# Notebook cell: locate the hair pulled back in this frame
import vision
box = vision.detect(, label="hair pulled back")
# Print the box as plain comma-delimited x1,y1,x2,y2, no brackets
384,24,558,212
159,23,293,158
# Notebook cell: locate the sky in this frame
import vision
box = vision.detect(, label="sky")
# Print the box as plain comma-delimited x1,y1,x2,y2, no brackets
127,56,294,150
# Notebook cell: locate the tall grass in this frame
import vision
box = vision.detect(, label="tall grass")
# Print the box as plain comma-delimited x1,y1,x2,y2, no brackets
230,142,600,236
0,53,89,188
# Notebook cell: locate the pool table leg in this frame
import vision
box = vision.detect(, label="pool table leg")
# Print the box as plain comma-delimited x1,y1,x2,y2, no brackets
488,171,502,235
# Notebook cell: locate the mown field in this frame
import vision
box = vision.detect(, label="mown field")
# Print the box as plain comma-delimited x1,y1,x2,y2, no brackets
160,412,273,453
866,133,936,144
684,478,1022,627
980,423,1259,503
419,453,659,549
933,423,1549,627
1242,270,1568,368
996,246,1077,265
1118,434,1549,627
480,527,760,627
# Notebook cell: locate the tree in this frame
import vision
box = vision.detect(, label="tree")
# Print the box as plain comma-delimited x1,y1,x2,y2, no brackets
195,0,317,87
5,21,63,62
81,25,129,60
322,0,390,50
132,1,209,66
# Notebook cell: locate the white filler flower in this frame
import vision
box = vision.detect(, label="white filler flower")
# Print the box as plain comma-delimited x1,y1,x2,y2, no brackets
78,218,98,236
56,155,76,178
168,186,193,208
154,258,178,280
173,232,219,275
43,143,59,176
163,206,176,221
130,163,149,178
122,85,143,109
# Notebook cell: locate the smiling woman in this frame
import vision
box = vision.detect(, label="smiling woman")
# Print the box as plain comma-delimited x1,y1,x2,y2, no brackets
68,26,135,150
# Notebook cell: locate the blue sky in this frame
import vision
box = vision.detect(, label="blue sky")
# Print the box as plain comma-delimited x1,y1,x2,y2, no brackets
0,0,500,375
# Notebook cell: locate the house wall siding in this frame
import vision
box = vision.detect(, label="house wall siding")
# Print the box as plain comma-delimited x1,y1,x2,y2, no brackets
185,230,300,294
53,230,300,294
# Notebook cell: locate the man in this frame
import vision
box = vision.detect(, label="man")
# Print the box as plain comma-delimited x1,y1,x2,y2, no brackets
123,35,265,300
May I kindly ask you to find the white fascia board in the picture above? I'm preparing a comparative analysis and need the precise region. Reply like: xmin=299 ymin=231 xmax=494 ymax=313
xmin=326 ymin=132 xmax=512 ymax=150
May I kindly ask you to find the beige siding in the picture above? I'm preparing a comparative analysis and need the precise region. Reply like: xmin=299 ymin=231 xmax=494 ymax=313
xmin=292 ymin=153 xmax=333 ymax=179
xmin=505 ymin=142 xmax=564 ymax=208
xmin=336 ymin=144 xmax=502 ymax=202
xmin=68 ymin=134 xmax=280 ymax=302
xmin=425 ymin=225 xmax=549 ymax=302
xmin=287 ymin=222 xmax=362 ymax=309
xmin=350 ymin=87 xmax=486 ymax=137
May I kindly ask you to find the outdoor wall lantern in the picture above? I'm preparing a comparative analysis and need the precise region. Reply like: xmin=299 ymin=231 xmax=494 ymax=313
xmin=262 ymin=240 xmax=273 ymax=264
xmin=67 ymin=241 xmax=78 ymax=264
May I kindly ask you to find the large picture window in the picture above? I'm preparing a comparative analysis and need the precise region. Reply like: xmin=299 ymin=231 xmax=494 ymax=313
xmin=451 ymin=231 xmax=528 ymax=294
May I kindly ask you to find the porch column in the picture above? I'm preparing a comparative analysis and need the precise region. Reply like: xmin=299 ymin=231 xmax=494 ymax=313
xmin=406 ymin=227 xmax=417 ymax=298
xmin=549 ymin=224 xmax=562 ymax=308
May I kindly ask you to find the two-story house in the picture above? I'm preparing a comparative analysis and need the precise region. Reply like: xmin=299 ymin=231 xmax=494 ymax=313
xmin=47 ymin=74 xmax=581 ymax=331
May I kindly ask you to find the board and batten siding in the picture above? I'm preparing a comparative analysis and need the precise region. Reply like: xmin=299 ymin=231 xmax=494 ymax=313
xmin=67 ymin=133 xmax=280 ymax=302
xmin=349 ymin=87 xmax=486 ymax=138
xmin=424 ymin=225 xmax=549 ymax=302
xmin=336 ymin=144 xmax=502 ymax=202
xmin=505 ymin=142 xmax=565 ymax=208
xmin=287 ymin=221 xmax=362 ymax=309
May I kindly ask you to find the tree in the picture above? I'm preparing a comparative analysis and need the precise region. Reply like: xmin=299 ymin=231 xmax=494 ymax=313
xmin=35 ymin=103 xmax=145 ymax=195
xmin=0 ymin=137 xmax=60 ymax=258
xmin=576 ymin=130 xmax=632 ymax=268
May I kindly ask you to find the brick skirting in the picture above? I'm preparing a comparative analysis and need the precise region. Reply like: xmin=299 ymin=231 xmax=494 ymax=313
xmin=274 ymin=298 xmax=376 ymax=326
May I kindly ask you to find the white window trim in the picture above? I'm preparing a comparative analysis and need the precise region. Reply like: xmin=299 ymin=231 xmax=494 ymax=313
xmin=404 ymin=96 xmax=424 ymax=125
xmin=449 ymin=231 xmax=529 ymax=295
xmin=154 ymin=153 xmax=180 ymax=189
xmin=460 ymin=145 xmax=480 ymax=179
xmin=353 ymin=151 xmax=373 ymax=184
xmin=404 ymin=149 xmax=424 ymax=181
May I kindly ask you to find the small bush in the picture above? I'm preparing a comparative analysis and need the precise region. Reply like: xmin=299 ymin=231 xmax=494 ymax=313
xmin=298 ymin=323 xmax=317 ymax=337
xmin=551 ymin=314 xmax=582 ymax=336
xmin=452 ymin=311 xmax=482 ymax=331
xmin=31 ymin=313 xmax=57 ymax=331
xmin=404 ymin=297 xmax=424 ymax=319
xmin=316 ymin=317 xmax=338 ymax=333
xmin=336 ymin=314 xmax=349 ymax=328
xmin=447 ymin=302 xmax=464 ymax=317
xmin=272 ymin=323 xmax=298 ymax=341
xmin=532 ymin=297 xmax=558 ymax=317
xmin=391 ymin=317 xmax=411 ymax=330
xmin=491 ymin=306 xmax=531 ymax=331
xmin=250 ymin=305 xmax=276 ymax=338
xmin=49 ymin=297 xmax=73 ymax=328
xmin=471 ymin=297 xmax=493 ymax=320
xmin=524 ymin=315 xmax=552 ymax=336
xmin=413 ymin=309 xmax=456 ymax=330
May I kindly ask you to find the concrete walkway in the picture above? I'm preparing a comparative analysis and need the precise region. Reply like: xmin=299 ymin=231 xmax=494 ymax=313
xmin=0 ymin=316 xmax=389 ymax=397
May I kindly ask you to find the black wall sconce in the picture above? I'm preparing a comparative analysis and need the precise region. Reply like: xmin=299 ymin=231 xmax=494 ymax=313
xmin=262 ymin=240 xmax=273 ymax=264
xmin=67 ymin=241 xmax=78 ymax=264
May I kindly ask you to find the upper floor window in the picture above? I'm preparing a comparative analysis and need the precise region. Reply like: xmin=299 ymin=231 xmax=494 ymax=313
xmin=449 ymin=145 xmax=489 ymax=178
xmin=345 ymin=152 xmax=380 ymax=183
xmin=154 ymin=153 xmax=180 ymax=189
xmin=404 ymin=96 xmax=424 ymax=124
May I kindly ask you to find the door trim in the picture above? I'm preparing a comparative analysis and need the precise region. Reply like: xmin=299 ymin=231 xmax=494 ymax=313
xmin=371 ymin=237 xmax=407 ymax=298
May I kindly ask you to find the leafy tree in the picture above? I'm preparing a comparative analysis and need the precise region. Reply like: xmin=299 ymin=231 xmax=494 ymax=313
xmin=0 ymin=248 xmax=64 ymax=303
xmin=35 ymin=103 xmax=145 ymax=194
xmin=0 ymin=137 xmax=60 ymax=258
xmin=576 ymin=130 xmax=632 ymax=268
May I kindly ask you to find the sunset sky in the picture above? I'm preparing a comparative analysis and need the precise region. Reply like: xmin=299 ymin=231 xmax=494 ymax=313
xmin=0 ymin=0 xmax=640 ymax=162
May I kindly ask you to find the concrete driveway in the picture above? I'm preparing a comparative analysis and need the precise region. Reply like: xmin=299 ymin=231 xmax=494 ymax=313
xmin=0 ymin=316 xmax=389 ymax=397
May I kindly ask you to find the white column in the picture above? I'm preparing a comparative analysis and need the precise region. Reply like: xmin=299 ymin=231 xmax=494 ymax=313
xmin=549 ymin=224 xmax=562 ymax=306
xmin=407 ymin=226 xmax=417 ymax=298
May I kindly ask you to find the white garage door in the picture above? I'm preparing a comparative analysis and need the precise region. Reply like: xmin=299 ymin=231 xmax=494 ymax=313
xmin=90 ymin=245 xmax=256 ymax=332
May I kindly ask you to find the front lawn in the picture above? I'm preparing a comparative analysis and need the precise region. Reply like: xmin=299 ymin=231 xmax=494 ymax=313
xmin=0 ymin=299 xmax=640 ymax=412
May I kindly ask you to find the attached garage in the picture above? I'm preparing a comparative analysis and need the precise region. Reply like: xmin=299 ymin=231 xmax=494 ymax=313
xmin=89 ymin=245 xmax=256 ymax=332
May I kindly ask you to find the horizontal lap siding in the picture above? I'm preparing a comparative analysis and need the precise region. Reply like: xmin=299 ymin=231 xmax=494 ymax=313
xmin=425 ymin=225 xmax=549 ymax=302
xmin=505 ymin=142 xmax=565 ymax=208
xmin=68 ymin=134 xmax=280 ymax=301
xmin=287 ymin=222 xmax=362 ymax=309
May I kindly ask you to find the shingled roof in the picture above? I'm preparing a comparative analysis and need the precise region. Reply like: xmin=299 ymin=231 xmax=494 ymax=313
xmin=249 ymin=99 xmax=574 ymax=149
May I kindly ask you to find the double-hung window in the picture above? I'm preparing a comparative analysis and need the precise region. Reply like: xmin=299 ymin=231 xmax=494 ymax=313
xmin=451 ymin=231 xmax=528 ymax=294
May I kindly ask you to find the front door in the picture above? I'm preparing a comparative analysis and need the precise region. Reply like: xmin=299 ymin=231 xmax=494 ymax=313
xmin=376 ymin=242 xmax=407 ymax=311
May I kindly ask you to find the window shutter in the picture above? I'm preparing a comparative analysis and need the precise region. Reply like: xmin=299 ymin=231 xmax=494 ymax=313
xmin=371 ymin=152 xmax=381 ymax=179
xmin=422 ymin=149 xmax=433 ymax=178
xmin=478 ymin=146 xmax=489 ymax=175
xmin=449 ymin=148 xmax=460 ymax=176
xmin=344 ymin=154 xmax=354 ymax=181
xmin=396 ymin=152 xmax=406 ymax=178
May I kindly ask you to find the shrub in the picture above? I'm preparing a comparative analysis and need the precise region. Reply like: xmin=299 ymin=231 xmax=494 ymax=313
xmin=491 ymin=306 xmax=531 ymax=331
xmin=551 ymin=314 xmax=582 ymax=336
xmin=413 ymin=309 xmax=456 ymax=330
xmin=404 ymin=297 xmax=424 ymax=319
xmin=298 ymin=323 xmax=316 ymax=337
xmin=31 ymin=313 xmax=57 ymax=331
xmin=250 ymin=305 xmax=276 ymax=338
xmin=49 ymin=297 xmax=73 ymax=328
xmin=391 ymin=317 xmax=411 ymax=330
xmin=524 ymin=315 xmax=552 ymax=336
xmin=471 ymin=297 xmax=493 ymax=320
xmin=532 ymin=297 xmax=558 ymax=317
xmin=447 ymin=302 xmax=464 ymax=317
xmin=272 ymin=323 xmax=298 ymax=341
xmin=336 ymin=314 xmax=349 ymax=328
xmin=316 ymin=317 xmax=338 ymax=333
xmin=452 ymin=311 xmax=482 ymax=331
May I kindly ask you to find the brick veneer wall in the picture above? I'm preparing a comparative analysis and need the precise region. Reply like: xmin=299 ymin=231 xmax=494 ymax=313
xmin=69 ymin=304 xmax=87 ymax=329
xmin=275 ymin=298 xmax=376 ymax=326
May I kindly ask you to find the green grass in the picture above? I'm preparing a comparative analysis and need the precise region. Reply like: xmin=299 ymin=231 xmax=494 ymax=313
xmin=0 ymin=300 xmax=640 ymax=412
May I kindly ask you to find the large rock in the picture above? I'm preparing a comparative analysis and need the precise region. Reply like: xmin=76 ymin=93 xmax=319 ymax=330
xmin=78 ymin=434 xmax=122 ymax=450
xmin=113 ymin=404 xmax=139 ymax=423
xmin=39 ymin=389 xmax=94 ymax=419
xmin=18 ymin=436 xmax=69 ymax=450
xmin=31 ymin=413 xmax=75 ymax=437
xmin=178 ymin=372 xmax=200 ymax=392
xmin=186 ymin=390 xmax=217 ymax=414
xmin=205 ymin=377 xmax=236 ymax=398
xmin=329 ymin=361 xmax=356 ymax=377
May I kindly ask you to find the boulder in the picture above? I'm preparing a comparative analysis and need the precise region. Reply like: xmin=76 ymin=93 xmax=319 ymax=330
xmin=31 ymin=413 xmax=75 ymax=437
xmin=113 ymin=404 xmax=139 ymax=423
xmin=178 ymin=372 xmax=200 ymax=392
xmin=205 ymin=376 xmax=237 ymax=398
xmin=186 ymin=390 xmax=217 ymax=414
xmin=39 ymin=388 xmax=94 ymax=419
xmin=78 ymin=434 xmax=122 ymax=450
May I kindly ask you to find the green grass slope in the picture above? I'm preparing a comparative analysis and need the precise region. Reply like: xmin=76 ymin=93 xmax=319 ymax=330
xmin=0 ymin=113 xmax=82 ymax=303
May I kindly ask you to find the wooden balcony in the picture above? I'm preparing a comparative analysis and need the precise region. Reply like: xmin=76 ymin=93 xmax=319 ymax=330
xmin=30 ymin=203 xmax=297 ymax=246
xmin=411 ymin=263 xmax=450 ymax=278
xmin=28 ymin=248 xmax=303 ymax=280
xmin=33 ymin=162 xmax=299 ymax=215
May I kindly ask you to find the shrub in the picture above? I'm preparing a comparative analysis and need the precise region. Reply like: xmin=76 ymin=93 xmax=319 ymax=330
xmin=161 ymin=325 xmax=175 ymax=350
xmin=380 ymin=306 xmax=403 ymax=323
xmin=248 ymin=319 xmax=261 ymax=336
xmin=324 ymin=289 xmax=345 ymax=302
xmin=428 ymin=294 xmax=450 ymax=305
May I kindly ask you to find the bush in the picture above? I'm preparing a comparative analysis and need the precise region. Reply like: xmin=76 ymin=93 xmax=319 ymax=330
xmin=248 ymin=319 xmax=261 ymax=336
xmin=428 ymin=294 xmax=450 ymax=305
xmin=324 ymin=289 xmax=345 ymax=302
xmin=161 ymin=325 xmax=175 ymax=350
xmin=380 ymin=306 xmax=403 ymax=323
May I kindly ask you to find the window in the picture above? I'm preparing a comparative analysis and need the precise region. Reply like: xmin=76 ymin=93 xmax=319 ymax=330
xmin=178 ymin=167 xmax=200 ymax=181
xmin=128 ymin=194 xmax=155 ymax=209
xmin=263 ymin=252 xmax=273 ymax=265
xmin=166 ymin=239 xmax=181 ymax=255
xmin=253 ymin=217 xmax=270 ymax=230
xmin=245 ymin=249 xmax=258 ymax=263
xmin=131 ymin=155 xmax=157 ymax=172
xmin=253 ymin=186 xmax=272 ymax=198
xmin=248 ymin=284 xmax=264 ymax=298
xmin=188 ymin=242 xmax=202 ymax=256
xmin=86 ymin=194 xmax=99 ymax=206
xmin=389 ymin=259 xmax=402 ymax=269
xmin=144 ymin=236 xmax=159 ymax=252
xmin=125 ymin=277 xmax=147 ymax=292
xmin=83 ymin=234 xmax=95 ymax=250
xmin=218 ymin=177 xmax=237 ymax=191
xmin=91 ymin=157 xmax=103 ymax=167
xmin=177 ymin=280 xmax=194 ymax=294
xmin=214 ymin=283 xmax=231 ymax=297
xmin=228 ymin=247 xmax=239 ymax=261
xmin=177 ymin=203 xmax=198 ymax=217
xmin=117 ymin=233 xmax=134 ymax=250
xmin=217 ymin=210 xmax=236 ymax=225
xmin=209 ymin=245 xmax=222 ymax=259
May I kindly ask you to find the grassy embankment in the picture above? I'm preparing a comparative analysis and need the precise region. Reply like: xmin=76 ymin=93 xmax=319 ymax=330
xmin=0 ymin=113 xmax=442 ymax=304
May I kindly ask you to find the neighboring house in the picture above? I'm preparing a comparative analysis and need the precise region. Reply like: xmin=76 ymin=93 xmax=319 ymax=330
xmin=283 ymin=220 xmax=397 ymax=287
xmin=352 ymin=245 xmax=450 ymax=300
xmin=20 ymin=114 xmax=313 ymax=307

■ ■ ■ ■ ■

Converta em lista numerada as linhas dos registros acima, começando pela linha que contém "May I kindly ask you to find the large picture" e seguindo até a linha que contém "xmin=47 ymin=74 xmax=581 ymax=331", ambas incluídas. Deixe de fora as linhas em branco.

RESPOSTA:
1. May I kindly ask you to find the large picture window in the picture above? I'm preparing a comparative analysis and need the precise region. Reply like: xmin=299 ymin=231 xmax=494 ymax=313
2. xmin=451 ymin=231 xmax=528 ymax=294
3. May I kindly ask you to find the porch column in the picture above? I'm preparing a comparative analysis and need the precise region. Reply like: xmin=299 ymin=231 xmax=494 ymax=313
4. xmin=406 ymin=227 xmax=417 ymax=298
5. xmin=549 ymin=224 xmax=562 ymax=308
6. May I kindly ask you to find the two-story house in the picture above? I'm preparing a comparative analysis and need the precise region. Reply like: xmin=299 ymin=231 xmax=494 ymax=313
7. xmin=47 ymin=74 xmax=581 ymax=331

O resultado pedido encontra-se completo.